Stated goal. Count the lines in the listing below that contain the string "structure", and reply with the number alone.

------ Input for this task

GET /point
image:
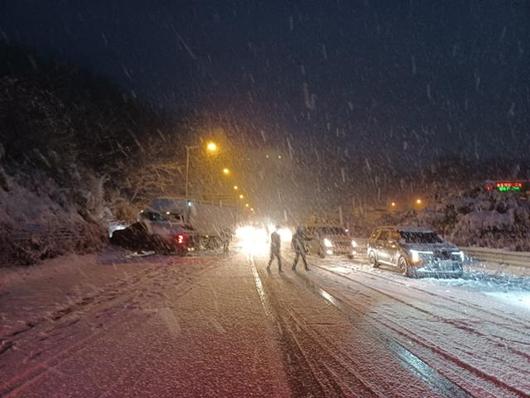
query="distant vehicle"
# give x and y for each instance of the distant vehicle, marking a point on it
(189, 224)
(415, 252)
(329, 240)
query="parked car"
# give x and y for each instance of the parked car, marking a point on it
(328, 240)
(415, 252)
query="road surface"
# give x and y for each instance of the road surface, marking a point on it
(115, 325)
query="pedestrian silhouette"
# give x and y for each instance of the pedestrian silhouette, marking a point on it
(275, 249)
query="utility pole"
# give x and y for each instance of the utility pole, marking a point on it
(188, 148)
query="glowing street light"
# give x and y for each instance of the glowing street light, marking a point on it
(212, 147)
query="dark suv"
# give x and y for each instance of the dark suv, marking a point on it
(415, 252)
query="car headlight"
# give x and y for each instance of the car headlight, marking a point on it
(459, 254)
(415, 256)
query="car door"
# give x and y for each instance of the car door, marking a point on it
(380, 246)
(392, 247)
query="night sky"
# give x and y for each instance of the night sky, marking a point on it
(396, 81)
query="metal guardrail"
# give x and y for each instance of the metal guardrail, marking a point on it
(499, 256)
(519, 259)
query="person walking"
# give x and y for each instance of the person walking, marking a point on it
(226, 237)
(298, 244)
(275, 249)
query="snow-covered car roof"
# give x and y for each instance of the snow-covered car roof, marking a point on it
(405, 228)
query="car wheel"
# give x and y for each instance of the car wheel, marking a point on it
(404, 267)
(373, 260)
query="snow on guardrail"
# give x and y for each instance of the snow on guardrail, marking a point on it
(519, 259)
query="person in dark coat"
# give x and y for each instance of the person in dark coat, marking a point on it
(226, 237)
(299, 247)
(275, 249)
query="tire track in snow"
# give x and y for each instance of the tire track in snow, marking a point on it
(510, 320)
(410, 334)
(306, 377)
(129, 293)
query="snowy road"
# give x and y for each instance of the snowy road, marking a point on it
(112, 325)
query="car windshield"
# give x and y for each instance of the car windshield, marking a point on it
(420, 237)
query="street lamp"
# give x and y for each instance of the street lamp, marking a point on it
(211, 148)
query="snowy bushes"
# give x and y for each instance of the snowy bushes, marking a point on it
(40, 222)
(477, 218)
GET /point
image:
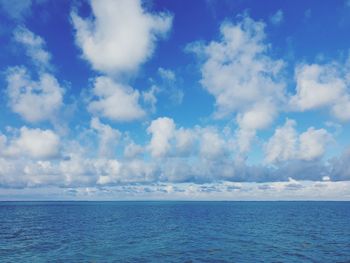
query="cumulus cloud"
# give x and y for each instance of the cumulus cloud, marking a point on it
(115, 101)
(243, 78)
(320, 86)
(277, 18)
(162, 130)
(33, 100)
(286, 144)
(120, 36)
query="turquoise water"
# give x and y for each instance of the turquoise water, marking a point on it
(174, 231)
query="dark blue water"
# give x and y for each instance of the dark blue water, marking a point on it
(174, 231)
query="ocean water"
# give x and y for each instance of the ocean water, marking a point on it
(174, 231)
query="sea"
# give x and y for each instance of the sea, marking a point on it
(173, 231)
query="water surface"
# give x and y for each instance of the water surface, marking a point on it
(174, 231)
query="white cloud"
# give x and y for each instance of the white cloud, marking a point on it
(35, 46)
(320, 86)
(34, 143)
(34, 101)
(162, 130)
(132, 150)
(212, 145)
(108, 138)
(149, 97)
(167, 74)
(115, 101)
(241, 76)
(277, 18)
(286, 144)
(121, 36)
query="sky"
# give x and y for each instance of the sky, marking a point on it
(174, 100)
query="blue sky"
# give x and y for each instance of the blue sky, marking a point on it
(127, 99)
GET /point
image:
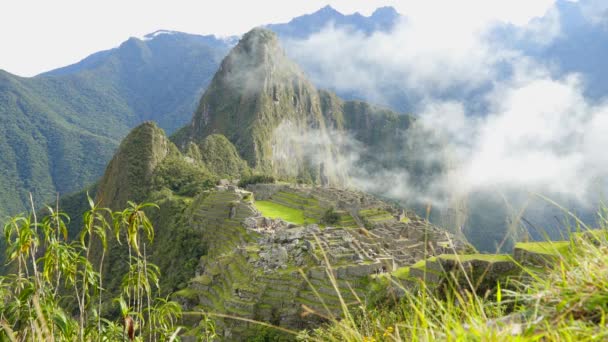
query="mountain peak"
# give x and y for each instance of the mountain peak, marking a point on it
(327, 10)
(385, 12)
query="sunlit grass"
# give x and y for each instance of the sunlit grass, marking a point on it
(275, 210)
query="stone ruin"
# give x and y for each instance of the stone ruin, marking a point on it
(269, 269)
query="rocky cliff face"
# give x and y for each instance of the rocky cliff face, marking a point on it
(281, 125)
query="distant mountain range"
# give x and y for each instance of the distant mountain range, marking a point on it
(60, 128)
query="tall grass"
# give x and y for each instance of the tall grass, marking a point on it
(566, 302)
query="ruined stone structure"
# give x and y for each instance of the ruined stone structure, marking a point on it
(272, 270)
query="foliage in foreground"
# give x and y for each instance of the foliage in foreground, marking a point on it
(55, 292)
(568, 302)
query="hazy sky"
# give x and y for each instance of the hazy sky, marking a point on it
(40, 35)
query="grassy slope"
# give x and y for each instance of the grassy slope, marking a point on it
(58, 130)
(562, 303)
(275, 210)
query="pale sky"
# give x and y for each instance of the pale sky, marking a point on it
(40, 35)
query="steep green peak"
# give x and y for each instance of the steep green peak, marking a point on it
(256, 89)
(128, 175)
(221, 157)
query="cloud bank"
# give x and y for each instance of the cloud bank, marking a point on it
(507, 124)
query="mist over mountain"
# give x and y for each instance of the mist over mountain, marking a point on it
(159, 77)
(56, 121)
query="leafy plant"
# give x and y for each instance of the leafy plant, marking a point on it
(35, 300)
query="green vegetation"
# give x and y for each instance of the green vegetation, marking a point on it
(59, 130)
(566, 302)
(256, 179)
(56, 292)
(275, 210)
(221, 158)
(550, 248)
(330, 217)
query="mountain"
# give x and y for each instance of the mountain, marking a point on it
(227, 248)
(60, 128)
(56, 121)
(282, 125)
(383, 19)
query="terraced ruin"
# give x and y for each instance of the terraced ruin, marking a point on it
(271, 270)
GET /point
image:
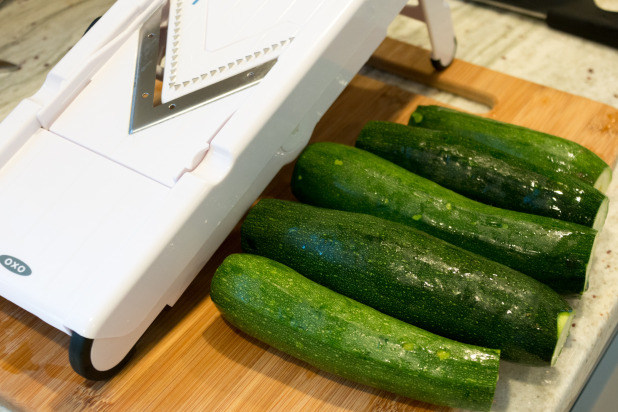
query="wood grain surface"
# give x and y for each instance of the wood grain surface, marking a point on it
(191, 359)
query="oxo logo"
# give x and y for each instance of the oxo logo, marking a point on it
(15, 265)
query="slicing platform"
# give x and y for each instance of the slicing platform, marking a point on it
(113, 222)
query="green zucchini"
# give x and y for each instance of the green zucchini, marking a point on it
(277, 305)
(541, 150)
(482, 173)
(414, 277)
(552, 251)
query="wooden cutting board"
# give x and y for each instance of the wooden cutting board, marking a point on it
(191, 359)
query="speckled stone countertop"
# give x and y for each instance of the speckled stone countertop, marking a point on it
(36, 34)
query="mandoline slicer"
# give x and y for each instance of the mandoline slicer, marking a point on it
(151, 138)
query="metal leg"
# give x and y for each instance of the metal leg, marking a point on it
(437, 16)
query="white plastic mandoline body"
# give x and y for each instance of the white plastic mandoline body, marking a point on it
(114, 226)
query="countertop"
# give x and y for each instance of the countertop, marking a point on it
(36, 34)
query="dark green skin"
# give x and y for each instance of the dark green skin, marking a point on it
(481, 173)
(411, 276)
(295, 315)
(342, 177)
(541, 150)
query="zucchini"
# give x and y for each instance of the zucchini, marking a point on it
(414, 277)
(482, 173)
(552, 251)
(295, 315)
(541, 150)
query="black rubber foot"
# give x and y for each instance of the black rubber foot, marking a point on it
(80, 350)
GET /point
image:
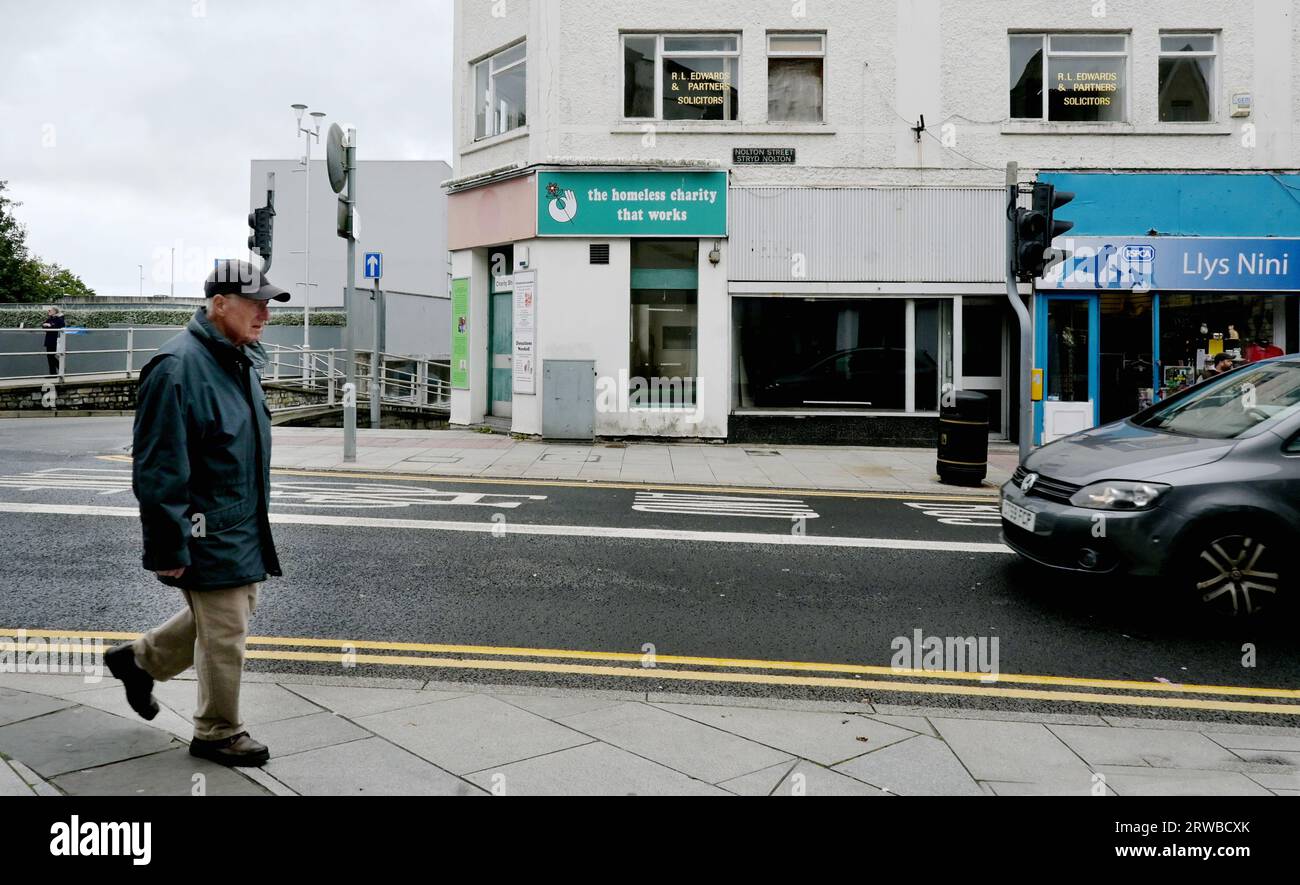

------------

Result of this task. 2